§ Material for the task
>>>>

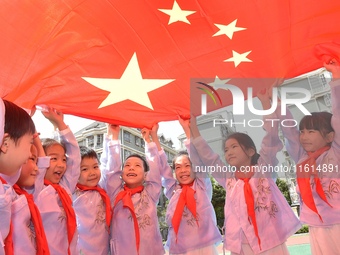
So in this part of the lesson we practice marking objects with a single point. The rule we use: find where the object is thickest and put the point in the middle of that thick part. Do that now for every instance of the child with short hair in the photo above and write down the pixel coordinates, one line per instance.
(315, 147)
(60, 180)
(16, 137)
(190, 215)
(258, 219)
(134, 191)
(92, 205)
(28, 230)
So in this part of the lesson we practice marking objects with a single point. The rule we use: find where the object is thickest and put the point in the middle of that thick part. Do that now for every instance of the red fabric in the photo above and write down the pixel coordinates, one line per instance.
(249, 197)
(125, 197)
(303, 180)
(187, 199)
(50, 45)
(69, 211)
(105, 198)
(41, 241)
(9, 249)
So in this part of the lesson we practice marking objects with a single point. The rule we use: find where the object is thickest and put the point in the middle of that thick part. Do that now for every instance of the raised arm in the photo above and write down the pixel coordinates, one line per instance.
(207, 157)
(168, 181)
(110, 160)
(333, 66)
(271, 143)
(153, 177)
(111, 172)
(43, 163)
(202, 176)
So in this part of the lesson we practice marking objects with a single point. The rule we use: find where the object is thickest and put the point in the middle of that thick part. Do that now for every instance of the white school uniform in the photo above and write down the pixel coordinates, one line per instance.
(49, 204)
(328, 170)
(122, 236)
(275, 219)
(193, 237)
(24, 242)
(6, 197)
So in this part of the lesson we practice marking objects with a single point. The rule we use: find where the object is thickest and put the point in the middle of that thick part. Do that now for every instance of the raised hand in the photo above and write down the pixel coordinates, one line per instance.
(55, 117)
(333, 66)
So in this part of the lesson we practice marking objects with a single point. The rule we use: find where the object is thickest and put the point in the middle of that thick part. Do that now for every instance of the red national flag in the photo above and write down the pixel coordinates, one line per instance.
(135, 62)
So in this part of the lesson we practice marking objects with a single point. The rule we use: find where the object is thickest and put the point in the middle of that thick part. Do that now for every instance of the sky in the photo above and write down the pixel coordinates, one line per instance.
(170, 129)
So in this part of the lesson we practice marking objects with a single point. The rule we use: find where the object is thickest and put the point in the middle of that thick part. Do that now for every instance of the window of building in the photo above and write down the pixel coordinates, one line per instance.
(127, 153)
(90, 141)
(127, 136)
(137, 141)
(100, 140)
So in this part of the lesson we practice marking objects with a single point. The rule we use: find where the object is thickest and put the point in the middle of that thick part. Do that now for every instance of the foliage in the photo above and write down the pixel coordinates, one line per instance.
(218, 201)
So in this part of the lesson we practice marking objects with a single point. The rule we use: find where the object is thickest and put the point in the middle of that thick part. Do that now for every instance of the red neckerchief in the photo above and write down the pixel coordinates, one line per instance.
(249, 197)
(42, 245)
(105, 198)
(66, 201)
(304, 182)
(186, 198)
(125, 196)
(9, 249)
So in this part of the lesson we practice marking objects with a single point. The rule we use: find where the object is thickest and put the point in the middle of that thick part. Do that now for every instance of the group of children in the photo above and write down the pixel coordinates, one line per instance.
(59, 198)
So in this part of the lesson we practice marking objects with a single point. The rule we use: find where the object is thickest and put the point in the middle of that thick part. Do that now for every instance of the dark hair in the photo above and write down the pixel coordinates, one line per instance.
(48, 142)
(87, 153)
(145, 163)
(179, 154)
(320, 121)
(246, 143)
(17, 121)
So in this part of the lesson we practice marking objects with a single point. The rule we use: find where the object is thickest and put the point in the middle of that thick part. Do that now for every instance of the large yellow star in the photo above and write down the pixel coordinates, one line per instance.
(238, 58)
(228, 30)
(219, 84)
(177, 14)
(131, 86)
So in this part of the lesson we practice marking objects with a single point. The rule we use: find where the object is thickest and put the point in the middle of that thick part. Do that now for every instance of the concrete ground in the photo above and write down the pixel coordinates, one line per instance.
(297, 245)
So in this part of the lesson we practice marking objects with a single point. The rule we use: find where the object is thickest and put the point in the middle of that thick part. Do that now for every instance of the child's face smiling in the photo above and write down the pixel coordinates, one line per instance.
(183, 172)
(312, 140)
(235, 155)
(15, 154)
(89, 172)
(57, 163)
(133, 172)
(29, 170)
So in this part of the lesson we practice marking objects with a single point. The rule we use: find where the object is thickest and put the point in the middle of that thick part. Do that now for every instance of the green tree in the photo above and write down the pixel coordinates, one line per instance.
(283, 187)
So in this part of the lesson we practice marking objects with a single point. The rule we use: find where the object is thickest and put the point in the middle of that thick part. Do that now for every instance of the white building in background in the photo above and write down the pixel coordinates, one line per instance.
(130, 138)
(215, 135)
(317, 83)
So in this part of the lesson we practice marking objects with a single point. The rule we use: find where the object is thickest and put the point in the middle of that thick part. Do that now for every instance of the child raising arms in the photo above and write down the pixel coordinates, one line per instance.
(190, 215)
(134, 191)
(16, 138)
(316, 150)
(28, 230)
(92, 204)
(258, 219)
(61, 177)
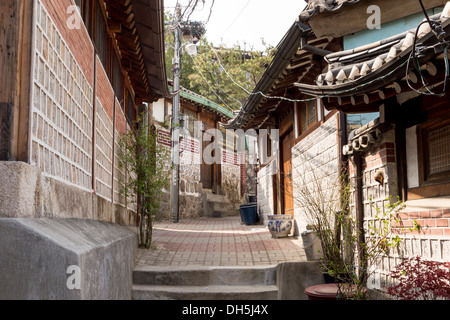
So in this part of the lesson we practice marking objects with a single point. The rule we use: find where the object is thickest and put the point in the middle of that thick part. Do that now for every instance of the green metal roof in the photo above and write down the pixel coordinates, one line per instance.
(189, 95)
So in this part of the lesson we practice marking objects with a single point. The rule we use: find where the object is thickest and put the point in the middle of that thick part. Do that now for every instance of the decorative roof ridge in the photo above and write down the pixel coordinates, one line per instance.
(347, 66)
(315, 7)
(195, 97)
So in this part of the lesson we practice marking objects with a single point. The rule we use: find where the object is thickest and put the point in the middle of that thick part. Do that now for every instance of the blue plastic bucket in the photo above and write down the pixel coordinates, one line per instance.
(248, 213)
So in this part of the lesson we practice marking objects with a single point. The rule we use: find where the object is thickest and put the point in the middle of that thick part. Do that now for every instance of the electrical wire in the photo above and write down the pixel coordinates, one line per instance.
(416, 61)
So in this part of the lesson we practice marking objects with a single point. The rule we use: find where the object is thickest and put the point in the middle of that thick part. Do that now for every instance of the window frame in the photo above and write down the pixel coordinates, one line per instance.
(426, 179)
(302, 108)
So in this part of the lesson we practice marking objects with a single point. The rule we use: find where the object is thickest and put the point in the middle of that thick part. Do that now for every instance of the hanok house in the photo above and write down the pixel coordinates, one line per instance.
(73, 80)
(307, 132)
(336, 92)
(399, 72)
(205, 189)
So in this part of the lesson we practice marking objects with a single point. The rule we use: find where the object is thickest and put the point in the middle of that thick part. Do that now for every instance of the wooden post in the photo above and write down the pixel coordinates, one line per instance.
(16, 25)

<<<<
>>>>

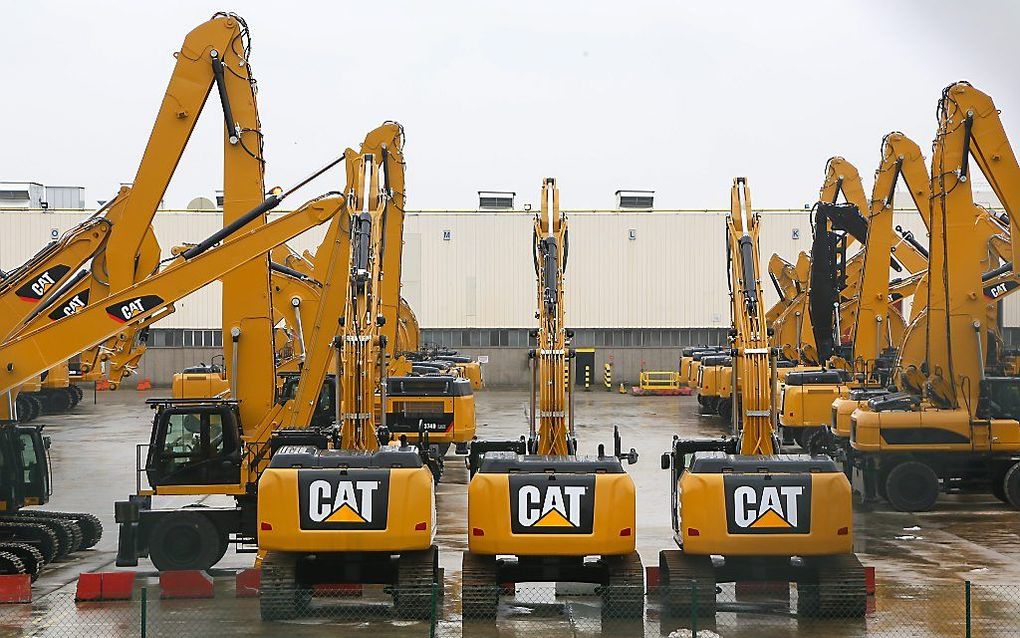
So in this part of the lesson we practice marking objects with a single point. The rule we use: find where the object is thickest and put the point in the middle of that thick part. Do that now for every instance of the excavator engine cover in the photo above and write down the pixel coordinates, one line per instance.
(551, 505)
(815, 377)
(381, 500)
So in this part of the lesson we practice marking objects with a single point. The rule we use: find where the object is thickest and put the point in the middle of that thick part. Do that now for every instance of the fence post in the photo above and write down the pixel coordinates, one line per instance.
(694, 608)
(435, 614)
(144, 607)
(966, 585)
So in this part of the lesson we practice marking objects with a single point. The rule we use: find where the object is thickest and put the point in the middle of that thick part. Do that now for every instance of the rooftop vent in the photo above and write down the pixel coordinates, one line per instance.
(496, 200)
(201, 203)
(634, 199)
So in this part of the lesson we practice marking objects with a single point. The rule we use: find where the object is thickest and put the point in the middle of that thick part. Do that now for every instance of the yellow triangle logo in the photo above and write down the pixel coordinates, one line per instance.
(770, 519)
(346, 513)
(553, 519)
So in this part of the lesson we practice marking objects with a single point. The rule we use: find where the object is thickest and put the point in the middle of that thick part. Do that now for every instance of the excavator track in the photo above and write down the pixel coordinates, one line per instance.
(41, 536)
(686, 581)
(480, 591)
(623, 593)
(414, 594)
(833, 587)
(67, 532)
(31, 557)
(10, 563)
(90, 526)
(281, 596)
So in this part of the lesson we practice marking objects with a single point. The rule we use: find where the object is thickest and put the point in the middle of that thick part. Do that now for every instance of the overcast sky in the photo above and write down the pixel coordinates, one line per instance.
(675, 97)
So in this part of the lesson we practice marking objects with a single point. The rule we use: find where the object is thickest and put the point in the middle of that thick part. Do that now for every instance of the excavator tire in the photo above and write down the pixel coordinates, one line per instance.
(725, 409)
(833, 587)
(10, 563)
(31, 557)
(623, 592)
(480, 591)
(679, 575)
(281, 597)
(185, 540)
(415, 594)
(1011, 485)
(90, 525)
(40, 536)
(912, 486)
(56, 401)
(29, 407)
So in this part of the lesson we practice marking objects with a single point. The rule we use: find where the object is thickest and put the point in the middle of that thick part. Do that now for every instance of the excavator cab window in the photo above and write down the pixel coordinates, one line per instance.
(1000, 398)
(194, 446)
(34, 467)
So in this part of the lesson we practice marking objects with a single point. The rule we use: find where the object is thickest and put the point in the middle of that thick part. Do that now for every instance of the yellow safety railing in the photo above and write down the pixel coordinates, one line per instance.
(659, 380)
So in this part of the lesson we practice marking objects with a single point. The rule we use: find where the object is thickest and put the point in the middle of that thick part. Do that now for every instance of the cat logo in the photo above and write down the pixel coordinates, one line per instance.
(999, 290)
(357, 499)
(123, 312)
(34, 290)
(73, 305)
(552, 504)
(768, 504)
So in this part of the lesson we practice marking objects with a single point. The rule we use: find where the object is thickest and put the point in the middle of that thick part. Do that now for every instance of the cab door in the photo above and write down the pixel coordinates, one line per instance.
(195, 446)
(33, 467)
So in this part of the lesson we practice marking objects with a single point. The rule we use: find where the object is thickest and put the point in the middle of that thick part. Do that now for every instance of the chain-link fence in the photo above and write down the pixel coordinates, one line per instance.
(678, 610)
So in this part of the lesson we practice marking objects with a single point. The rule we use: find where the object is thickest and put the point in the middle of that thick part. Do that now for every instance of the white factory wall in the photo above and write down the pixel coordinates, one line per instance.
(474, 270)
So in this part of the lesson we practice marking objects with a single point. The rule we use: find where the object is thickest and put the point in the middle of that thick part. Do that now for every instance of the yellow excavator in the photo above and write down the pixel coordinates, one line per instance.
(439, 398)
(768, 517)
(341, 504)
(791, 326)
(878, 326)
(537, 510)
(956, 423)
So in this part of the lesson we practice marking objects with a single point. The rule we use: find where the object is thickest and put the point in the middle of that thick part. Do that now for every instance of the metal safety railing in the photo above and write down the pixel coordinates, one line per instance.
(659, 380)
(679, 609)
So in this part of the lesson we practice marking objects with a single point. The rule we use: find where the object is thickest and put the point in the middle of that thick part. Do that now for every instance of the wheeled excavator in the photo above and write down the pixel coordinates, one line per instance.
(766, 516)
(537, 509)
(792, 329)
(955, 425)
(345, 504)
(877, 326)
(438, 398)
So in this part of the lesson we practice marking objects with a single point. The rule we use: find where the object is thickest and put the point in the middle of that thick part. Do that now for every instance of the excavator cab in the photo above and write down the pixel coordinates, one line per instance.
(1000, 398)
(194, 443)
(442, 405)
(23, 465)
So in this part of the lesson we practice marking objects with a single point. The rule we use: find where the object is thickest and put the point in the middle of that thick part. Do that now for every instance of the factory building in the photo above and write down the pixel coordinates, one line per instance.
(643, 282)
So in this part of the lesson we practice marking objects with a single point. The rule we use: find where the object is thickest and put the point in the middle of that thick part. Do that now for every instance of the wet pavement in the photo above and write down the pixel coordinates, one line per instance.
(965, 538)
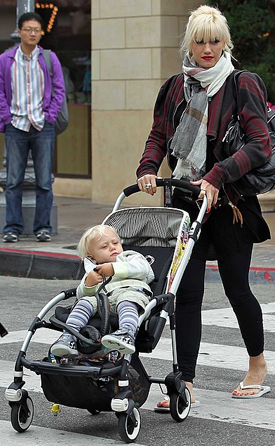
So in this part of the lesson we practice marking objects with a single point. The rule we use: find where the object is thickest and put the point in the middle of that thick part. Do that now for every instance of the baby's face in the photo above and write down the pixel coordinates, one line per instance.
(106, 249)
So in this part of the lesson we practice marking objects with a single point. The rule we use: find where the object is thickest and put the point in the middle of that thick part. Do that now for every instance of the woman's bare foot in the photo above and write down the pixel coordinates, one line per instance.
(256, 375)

<<<<
>>>>

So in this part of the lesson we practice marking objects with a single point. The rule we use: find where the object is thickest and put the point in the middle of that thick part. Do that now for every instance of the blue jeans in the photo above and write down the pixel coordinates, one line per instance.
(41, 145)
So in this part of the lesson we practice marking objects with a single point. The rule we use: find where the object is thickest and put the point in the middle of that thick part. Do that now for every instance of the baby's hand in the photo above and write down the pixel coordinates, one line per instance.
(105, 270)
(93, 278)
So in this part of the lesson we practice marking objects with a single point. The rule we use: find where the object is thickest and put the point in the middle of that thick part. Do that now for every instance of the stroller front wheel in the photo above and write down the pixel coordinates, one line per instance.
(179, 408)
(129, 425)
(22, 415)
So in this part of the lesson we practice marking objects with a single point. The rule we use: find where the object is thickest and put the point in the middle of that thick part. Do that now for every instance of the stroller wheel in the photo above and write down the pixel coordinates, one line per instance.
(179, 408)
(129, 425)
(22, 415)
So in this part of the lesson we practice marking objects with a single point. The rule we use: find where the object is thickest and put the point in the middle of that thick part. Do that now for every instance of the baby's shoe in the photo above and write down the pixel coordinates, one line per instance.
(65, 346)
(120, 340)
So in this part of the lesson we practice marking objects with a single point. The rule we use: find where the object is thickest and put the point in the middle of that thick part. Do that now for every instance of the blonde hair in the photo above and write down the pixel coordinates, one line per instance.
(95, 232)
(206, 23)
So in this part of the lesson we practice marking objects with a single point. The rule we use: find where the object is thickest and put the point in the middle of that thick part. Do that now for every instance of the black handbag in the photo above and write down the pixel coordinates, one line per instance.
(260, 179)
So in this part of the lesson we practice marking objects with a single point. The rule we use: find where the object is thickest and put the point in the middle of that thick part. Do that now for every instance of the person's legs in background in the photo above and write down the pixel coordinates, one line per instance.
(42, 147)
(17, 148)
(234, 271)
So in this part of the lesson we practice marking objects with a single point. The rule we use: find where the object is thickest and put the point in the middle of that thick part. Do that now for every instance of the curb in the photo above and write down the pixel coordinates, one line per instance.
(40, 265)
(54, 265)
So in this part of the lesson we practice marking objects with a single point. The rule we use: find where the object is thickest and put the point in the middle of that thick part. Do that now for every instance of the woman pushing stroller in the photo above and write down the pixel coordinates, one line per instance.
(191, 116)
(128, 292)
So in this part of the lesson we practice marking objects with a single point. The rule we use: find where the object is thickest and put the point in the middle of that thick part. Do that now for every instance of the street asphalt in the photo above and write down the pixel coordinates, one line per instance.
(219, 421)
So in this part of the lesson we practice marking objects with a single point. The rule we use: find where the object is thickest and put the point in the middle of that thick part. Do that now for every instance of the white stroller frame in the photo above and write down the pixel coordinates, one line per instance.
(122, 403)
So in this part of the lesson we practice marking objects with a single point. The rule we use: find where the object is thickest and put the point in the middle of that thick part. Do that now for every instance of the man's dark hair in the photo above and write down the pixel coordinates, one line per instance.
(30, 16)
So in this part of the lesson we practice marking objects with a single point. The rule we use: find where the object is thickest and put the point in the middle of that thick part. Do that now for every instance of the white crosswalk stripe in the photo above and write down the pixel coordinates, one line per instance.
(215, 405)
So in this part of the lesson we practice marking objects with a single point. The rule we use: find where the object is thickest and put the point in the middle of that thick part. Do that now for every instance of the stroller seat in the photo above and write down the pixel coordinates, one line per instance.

<<<<

Please pull out every line in the entries above that contains the string "raised", and copy each one in full.

So in this part of the lesson we practice marking objects with a single point. The rule we use: find where the object is thickest and put the point in the middle of that thick part. Do that now for every instance of the raised arm in the photo above and write down the pixel coordinates, one line per instance.
So in this part of the lesson we practice marking objects with a single point. The rule we use: find where the object is thickest and put the point in the middle of that thick part. Do that now for every instance of the raised hand in the photo above and write down the pixel coordinates, one line per instance.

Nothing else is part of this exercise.